[Task instructions] Can you give this listing as a two-column CSV with the columns request and answer, one row per request, each field quoted and any line breaks turned into spaces? Leave the pictures out of the answer.

[Records for this exercise]
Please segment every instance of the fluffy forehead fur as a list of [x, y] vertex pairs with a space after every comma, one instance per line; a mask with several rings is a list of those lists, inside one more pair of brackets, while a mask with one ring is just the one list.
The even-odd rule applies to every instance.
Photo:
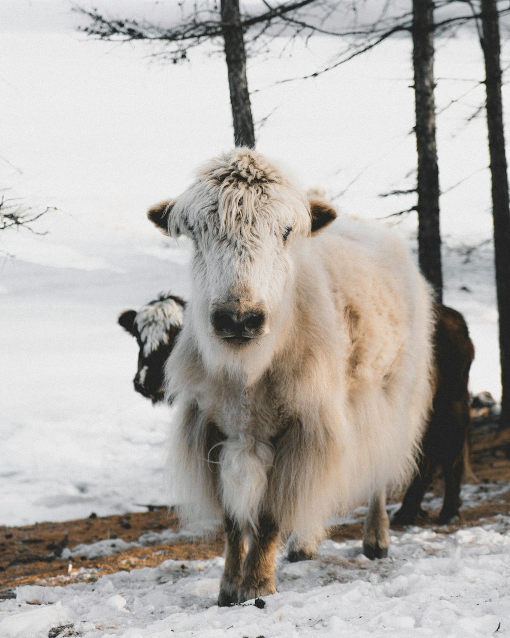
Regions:
[[252, 240], [286, 228], [309, 235], [308, 200], [263, 156], [237, 149], [211, 160], [169, 211], [171, 235], [202, 230]]
[[180, 328], [183, 306], [172, 298], [160, 298], [144, 306], [136, 313], [135, 324], [148, 357], [160, 345], [168, 344], [172, 329]]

[Task answer]
request,answer
"Please segment every instance of the fluffy forehead fur as a list of [x, y] vertex pairs with a space after every comma, one instance per line; a mask with several rings is a list of those lists, inside one more pair of brackets, while a mask with one ring is just the one list. The even-odd rule applies to every instance. Photo: Regions:","[[252, 240], [286, 228], [309, 235], [308, 200], [263, 156], [237, 149], [211, 160], [169, 211], [171, 235], [202, 230]] [[180, 328], [183, 306], [172, 298], [160, 298], [144, 306], [136, 313], [135, 324], [148, 357], [160, 345], [168, 344], [172, 329]]"